Text under study
Oklahoma insurance commissioner to ask regulators association to buy emergency vehicles

Large vehicles could be used in disaster response and for educational events.
FROM STAFF REPORTS Published: March 28, 2014

Oklahoma Insurance Commissioner John Doak said Wednesday he will ask the National Association of Insurance Commissioners to invest in Shared Emergency Response Vehicles for education and disaster response.

“These vehicles are a great way for the NAIC to highlight the benefits of state-based regulation and would show a true commitment to consumer education and assistance,” Doak said in a statement.

Each custom-made vehicle, modeled after units currently in use by many insurance companies, would have seven workstations, a small conference room, a secure wireless modem, a flat-screen monitor, satellite phones and charging stations.

Doak’s proposal includes stationing the vehicles across the country and deploying them to disaster-stricken areas when needed. The Oklahoma Insurance Department was able to borrow one of the vehicles in the wake of the May 2013 Moore tornado.

[Data extracted from a collection]
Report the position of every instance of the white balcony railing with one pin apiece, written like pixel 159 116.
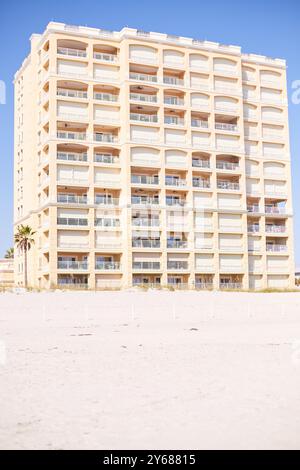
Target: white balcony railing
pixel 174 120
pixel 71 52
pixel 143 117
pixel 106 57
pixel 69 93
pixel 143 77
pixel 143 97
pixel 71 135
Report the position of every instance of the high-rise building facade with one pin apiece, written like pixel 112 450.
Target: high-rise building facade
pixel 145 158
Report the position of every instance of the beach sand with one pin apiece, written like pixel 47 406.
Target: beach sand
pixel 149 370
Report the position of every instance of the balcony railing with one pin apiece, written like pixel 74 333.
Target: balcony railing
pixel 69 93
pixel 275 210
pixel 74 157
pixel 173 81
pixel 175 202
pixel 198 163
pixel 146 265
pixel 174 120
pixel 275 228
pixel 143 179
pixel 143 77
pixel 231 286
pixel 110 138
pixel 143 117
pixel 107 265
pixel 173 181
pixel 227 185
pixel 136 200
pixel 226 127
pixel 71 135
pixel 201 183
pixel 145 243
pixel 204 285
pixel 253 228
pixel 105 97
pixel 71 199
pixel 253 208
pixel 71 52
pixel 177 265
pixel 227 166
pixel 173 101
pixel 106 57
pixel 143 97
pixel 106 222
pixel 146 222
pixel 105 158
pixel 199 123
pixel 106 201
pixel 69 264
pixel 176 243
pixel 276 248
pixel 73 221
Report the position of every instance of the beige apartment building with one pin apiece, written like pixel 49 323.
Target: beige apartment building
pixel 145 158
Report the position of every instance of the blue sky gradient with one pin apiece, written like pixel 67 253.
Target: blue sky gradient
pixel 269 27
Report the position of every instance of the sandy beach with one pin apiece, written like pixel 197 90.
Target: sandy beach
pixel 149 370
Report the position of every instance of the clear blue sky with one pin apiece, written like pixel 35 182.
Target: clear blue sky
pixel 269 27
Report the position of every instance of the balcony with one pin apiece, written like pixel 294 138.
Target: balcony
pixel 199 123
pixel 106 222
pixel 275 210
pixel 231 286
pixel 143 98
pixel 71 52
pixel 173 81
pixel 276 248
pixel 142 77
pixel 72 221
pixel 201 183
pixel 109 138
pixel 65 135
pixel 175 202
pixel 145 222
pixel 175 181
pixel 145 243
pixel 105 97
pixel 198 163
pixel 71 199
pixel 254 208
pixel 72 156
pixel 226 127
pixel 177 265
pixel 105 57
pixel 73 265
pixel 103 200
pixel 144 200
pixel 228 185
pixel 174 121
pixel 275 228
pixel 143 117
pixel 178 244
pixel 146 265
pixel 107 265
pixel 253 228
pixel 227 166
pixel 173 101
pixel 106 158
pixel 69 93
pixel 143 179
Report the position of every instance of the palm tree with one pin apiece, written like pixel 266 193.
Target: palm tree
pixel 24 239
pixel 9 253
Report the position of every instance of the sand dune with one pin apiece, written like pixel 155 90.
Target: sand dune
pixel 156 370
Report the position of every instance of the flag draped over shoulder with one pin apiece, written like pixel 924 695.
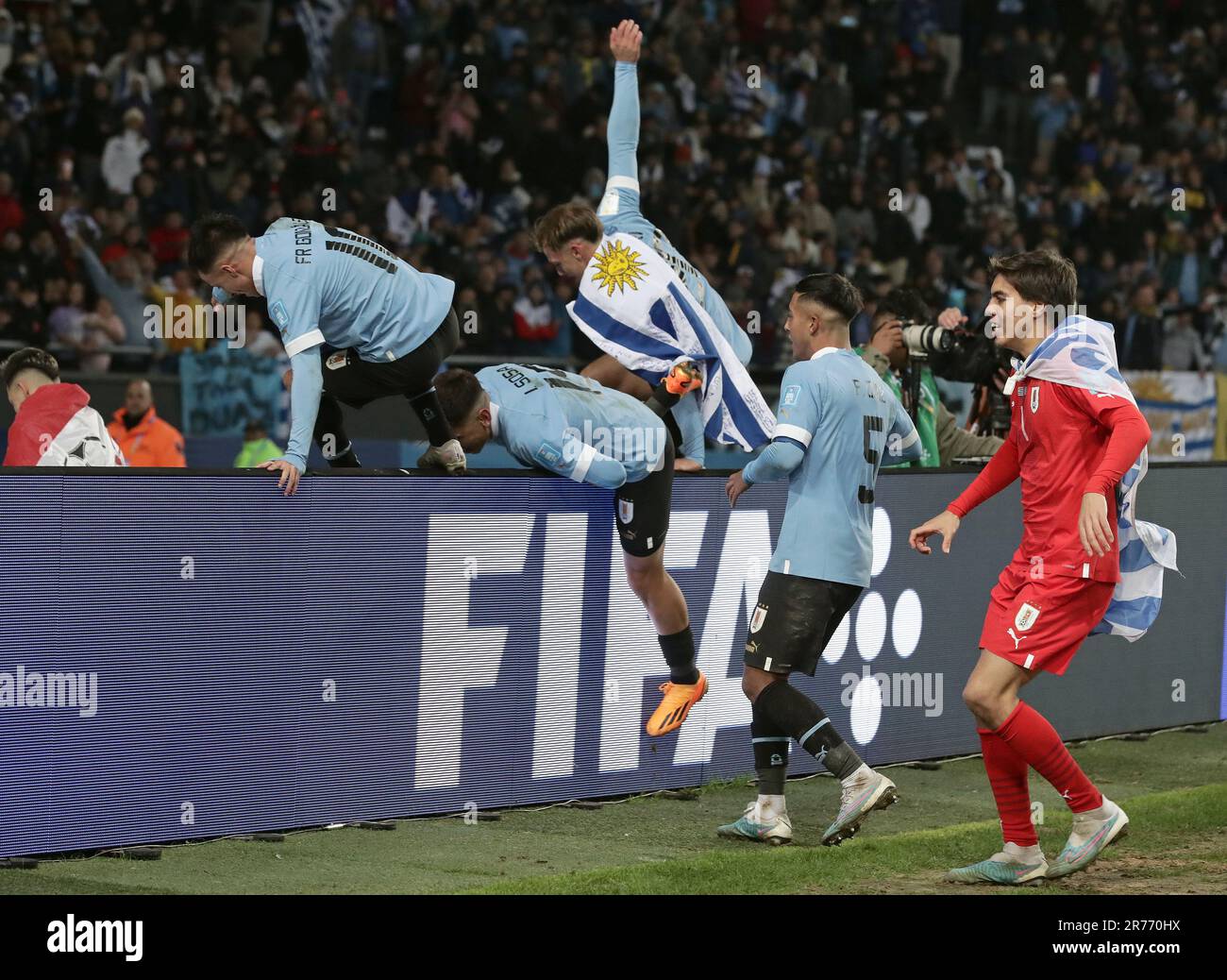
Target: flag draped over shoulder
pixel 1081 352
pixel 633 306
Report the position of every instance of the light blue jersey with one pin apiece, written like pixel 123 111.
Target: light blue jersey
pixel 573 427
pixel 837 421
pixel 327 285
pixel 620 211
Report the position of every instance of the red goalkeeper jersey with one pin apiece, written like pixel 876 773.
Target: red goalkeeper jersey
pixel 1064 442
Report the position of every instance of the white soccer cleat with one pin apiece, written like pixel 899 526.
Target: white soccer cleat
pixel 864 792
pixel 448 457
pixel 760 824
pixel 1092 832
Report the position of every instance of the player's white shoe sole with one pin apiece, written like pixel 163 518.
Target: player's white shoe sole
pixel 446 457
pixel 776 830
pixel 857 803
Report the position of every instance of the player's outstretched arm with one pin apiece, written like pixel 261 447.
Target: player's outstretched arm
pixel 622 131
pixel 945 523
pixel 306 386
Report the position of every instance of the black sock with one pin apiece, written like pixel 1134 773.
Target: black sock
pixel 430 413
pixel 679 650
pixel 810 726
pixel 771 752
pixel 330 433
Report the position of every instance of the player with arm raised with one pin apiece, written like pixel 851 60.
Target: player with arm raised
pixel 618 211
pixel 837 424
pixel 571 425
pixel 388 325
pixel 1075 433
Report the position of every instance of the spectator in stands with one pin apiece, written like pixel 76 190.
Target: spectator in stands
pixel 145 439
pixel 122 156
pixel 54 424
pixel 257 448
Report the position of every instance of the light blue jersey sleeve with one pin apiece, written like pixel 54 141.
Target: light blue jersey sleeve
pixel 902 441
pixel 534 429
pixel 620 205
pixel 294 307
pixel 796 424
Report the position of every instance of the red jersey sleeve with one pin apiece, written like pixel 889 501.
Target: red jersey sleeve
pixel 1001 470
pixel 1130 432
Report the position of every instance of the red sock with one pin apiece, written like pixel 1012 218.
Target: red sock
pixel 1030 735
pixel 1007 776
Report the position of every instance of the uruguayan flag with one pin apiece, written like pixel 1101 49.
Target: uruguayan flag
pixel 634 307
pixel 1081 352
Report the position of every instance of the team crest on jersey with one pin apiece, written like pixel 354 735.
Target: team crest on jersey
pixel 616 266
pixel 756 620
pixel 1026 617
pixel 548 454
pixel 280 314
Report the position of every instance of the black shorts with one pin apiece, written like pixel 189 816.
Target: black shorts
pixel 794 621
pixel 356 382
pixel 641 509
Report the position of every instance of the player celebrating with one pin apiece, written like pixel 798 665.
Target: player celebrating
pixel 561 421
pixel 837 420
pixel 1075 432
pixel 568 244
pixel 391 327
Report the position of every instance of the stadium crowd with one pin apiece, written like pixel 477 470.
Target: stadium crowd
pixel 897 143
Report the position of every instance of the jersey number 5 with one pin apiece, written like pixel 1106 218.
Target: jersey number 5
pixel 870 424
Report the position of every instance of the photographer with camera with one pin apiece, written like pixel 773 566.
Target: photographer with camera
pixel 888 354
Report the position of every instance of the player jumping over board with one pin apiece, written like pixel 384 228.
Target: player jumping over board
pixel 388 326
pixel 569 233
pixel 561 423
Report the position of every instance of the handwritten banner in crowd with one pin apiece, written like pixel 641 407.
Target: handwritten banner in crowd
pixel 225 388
...
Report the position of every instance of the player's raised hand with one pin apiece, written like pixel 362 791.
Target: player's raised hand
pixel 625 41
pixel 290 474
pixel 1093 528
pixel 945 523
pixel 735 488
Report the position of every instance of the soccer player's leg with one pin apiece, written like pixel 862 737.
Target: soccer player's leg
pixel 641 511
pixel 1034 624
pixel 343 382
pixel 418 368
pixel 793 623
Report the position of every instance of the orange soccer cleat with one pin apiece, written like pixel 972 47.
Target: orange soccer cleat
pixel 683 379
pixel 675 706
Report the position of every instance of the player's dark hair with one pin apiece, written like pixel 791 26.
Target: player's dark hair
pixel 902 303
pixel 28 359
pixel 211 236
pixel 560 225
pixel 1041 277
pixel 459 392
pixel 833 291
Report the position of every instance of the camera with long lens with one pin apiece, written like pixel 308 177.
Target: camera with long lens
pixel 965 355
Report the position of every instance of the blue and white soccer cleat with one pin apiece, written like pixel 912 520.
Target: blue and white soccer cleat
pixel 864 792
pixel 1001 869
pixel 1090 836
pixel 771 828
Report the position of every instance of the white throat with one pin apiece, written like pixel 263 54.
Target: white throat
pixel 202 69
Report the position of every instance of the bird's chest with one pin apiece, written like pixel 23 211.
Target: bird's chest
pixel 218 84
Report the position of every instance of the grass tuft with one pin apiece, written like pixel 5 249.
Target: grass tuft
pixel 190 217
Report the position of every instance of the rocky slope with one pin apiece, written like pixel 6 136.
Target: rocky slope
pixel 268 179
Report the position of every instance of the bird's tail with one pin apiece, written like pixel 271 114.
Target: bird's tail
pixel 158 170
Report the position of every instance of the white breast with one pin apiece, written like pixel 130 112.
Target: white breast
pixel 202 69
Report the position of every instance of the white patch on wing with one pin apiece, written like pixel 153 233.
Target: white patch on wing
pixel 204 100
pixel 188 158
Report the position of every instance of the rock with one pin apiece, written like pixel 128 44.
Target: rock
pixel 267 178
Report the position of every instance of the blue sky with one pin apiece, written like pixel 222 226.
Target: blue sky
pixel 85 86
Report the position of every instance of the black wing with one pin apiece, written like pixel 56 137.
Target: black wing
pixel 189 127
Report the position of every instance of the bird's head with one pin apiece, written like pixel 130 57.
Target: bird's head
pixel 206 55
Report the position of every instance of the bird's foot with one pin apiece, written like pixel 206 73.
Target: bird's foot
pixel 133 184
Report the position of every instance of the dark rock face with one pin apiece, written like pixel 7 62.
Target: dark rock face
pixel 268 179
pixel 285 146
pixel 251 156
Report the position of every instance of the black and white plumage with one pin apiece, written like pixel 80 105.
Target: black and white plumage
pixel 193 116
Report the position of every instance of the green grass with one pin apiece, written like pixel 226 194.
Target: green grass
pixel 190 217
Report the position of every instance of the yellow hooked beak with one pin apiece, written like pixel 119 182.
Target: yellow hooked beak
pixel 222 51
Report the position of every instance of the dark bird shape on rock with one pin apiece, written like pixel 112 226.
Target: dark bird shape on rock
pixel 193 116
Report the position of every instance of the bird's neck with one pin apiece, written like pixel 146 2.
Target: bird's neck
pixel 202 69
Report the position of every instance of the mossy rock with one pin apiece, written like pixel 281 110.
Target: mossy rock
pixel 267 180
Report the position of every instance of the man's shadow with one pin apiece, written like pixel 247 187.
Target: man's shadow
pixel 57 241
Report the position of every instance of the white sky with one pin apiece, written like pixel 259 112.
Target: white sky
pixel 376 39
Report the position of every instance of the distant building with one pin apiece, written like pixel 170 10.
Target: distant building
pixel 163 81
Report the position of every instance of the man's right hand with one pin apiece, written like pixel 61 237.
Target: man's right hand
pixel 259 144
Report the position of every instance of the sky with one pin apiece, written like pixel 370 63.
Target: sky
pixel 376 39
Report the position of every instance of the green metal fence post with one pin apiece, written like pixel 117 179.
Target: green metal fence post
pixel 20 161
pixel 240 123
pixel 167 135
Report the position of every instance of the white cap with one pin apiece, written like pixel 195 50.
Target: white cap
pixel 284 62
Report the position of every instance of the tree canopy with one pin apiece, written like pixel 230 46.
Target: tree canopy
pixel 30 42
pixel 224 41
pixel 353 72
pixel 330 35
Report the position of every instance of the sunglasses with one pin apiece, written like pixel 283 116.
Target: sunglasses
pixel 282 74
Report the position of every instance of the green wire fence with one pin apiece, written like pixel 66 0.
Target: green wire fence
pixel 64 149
* * *
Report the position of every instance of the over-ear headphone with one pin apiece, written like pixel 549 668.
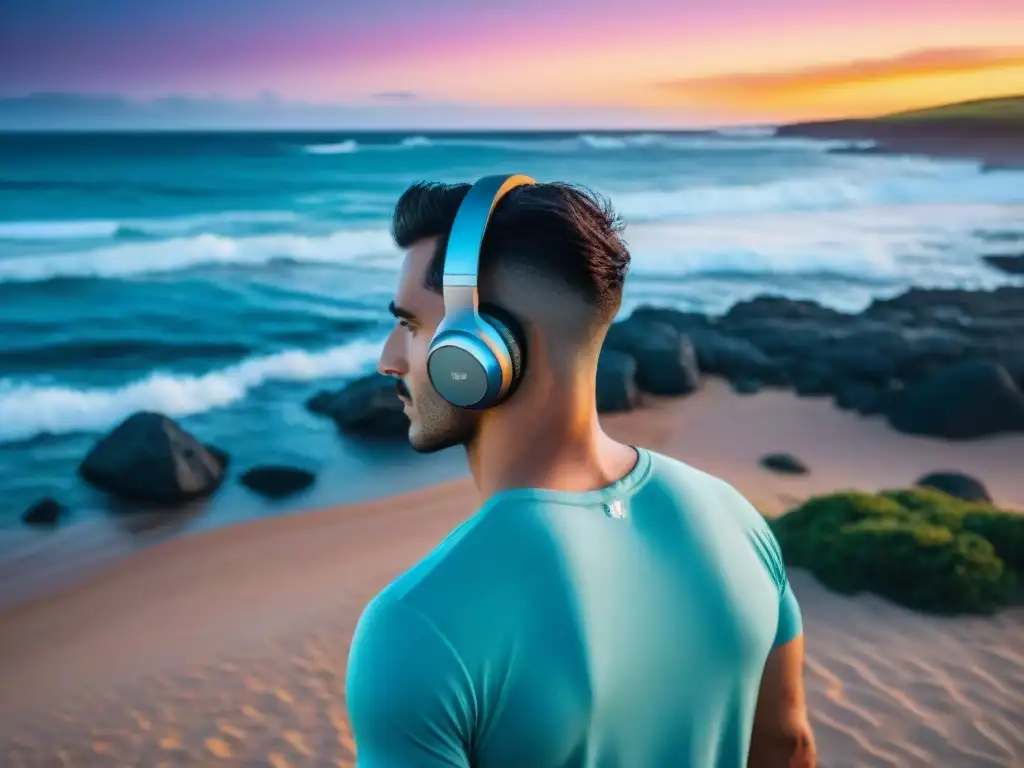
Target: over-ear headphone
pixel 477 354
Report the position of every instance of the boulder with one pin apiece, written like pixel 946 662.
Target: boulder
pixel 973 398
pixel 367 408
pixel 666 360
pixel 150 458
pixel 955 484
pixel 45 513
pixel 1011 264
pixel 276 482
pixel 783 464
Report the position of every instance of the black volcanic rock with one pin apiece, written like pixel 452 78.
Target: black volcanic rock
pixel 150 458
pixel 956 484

Check your understanding
#1 Answer these questions using the article on emergency response vehicles, one answer per line:
(a) What is the name of Oklahoma's insurance commissioner?
(b) How many workstations would each custom-made vehicle have?
(c) After what event did the Oklahoma Insurance Department borrow one of the vehicles?
#2 Proceed with the article on emergency response vehicles, picking up after its final sentence.
The records are not needed for any of the work here.

Answers by item number
#1
(a) John Doak
(b) Seven
(c) The May 2013 Moore tornado

#2
“It allowed us to issue identification badges to adjusters, meet with consumers and keep in touch with other state agencies,” Doak said.

When not deployed to a disaster zone, the units would be available for educational events such as health fairs, state fairs, Medicare enrollment events, severe weather preparedness events, visits to schools and universities and more. The vehicles could also be sent to state capitols to promote state-based regulation.

The National Association of Insurance Commissioners is the U.S. standard-setting and regulatory support organization created and governed by the chief insurance regulators from the 50 states, the District of Columbia and five U.S. territories.